[Records from a data source]

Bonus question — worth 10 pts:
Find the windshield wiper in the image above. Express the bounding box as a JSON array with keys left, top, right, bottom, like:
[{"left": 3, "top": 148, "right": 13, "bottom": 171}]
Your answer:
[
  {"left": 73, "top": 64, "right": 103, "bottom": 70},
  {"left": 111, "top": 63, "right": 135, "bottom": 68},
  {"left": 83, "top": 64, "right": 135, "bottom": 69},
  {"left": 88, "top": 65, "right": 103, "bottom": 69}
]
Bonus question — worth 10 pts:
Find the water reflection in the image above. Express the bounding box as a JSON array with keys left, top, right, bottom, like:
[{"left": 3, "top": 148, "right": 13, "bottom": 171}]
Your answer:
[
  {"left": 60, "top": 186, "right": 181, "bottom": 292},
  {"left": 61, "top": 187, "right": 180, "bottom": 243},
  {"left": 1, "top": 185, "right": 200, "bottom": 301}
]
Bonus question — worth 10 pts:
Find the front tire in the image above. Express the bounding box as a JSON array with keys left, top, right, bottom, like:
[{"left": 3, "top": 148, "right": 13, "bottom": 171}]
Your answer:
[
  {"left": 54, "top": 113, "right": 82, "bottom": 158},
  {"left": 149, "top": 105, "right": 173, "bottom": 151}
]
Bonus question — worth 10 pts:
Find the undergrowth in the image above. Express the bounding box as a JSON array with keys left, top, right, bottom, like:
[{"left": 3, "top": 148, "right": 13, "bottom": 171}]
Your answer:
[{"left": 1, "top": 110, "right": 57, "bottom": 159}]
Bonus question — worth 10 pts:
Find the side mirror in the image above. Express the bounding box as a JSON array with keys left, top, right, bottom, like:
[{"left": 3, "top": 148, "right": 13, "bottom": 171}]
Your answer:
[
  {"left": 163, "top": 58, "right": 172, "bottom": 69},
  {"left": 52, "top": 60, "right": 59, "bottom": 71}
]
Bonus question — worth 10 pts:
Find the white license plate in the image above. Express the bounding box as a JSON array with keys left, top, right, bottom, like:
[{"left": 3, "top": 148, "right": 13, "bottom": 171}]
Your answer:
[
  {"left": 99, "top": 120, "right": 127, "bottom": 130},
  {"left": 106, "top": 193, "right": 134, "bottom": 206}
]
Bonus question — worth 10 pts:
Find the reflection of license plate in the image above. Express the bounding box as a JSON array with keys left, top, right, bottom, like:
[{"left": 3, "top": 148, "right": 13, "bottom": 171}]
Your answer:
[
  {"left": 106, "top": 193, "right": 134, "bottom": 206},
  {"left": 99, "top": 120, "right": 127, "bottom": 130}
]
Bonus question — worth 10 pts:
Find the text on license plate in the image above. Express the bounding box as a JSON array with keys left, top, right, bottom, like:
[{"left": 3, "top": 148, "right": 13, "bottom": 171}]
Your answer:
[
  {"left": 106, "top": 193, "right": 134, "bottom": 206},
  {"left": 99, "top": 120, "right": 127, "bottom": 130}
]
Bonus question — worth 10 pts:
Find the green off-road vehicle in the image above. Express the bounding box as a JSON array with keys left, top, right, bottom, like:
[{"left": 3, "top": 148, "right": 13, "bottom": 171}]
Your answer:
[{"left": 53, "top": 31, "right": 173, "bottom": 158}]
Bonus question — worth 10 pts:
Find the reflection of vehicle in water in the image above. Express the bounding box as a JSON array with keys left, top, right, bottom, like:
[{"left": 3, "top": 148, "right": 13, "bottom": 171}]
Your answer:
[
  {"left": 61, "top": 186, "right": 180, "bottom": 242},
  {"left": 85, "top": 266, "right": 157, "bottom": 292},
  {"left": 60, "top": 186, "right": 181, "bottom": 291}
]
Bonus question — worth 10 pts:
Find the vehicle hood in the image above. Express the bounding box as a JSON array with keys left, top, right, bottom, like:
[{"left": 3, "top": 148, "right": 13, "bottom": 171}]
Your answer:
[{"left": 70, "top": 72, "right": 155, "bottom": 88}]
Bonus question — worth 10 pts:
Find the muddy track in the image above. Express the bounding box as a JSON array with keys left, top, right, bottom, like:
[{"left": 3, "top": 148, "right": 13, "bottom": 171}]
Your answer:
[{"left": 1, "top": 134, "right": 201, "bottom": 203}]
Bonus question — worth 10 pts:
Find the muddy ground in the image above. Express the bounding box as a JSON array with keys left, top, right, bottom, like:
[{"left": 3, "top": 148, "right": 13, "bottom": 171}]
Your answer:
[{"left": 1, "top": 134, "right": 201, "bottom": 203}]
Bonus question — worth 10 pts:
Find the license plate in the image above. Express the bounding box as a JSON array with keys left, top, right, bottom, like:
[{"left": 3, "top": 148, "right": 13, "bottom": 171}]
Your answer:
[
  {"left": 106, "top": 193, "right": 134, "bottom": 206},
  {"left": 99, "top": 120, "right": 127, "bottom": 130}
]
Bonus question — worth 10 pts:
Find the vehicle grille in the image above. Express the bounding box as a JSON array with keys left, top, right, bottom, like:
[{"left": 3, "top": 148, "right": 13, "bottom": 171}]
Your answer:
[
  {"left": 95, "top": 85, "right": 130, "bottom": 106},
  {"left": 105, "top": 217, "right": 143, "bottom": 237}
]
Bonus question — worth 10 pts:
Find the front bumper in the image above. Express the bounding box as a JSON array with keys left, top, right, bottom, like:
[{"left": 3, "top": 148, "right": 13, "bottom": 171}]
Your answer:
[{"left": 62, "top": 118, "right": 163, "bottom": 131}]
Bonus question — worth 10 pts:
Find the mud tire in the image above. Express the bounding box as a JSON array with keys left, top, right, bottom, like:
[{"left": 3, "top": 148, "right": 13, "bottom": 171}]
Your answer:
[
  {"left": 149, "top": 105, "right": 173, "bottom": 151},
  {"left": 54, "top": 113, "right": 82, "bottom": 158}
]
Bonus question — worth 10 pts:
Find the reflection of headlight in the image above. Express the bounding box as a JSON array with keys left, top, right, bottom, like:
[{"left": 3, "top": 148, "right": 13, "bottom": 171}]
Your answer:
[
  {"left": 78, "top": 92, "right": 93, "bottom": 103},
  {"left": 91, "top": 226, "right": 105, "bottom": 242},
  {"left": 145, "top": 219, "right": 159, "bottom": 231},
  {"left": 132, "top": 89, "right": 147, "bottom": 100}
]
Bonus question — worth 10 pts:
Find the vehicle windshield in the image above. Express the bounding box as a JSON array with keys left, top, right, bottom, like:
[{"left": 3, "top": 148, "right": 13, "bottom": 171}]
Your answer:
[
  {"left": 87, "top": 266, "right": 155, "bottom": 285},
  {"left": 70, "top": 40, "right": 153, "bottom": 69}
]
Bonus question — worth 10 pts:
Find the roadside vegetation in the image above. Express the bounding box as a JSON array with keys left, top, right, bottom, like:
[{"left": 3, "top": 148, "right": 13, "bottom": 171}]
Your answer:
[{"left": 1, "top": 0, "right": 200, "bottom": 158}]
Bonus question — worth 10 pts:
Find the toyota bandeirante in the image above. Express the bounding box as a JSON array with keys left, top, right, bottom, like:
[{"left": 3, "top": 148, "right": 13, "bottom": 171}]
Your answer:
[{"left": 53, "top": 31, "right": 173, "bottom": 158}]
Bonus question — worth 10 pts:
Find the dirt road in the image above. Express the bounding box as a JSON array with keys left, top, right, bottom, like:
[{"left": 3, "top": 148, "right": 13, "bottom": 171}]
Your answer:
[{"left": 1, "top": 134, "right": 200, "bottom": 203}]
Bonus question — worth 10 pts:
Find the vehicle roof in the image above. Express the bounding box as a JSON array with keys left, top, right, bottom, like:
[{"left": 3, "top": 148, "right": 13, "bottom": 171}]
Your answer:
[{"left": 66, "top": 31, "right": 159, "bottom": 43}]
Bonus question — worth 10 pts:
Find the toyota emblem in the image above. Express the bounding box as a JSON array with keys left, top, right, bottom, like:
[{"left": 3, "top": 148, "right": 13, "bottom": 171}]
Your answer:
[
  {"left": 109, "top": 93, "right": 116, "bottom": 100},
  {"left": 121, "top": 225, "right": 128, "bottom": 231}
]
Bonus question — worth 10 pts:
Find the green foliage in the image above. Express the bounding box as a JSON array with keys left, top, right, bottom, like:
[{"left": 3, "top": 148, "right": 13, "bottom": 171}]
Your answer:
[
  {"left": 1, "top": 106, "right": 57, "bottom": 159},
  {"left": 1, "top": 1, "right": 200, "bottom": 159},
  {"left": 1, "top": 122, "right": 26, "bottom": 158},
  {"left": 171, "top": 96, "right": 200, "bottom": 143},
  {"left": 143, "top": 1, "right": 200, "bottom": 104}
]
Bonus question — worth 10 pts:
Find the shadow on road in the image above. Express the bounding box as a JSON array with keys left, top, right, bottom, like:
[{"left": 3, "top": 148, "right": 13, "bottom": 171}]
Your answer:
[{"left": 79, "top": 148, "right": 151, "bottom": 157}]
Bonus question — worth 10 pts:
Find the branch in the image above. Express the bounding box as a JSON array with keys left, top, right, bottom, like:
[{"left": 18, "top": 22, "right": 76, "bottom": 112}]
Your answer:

▶ YOUR GOAL
Look over the records above and copy each line that includes the string "green".

▶ RESPONSE BELOW
Find the green off-road vehicle in the image above. Express the bounding box as a JSON array with keys left, top, right, bottom, like:
Find the green foliage in the image above. Express the bounding box as a JSON array with keys left, top, right, bottom, like:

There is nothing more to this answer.